■ **TEXT SEGMENT**
○ ○ ○
Reputation: 24463

How to quickly delete the lines in a file that contain items from a list in another file in BASH?

I have a file called words.txt containing a list of words. I also have a file called file.txt containing a sentence per line. I need to quickly delete any lines in file.txt that contain one of the lines from words.txt, but only if the match is found somewhere between { and }.

E.g. file.txt:

Once upon a time there was a cat.
{The cat} lived in the forest.
The {cat really liked to} eat mice.

E.g. words.txt:

cat
mice

Example output:

Once upon a time there was a cat.

Is removed because "cat" is found on those two lines and the words are also between { and }.

The following script successfully does this task:

while read -r line
do
    sed -i "/{.*$line.*}/d" file.txt
done < words.txt

This script is very slow. Sometimes words.txt contains several thousand items, so the while loop takes several minutes. I attempted to use the sed -f option, which seems to allow reading a file, but I cannot find any manuals explaining how to use this.

How can I improve the speed of the script?

Upvotes: 4

Answers (6)
○ ○ ○
■ **TASK SET**
- a) In the BASH thread, which sed option did the poster try in order to read from a file?
- b) Condense the paragraph of the BASH thread that begins "This script is very slow" into a short bulleted list that keeps its main facts.
- c) Transcribe the part of the BASH thread between "This script is" and "Answers (6)", inclusive.
○ ○ ○
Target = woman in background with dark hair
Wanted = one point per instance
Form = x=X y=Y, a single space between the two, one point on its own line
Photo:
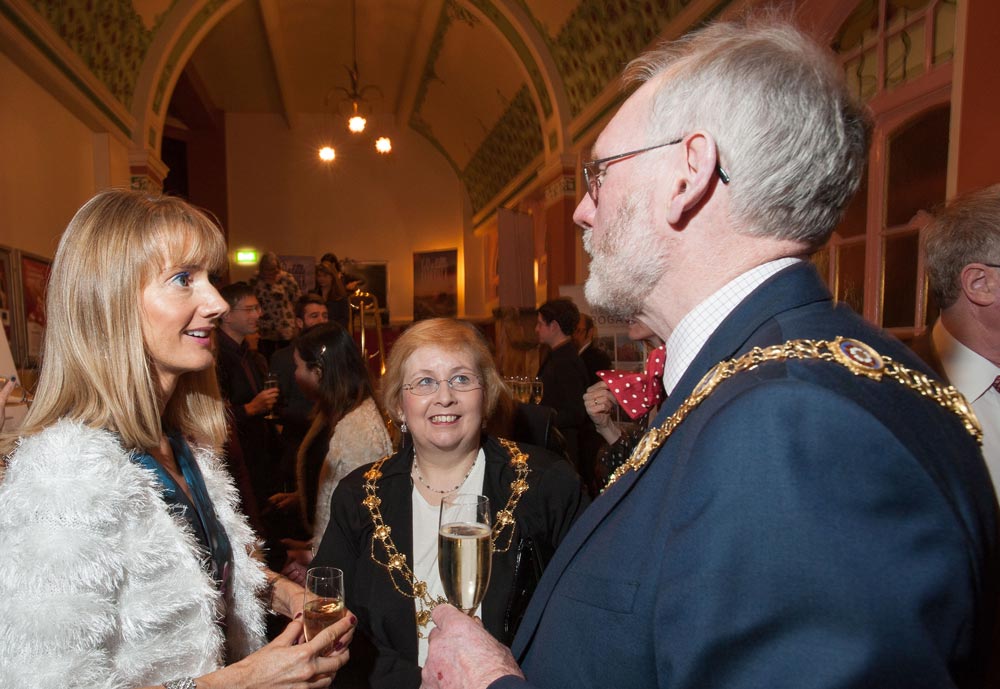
x=330 y=286
x=348 y=428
○ ○ ○
■ **OUTPUTS BY TASK**
- a) The -f option.

- b)
- The script is very slow.
- words.txt sometimes holds several thousand items, so the while loop takes several minutes.
- The sed -f option seems to allow reading a file, but the poster can't find any manuals explaining how to use it.

- c)
This script is very slow. Sometimes words.txt contains several thousand items, so the while loop takes several minutes. I attempted to use the sed -f option, which seems to allow reading a file, but I cannot find any manuals explaining how to use this.

How can I improve the speed of the script?

Upvotes: 4

Answers (6)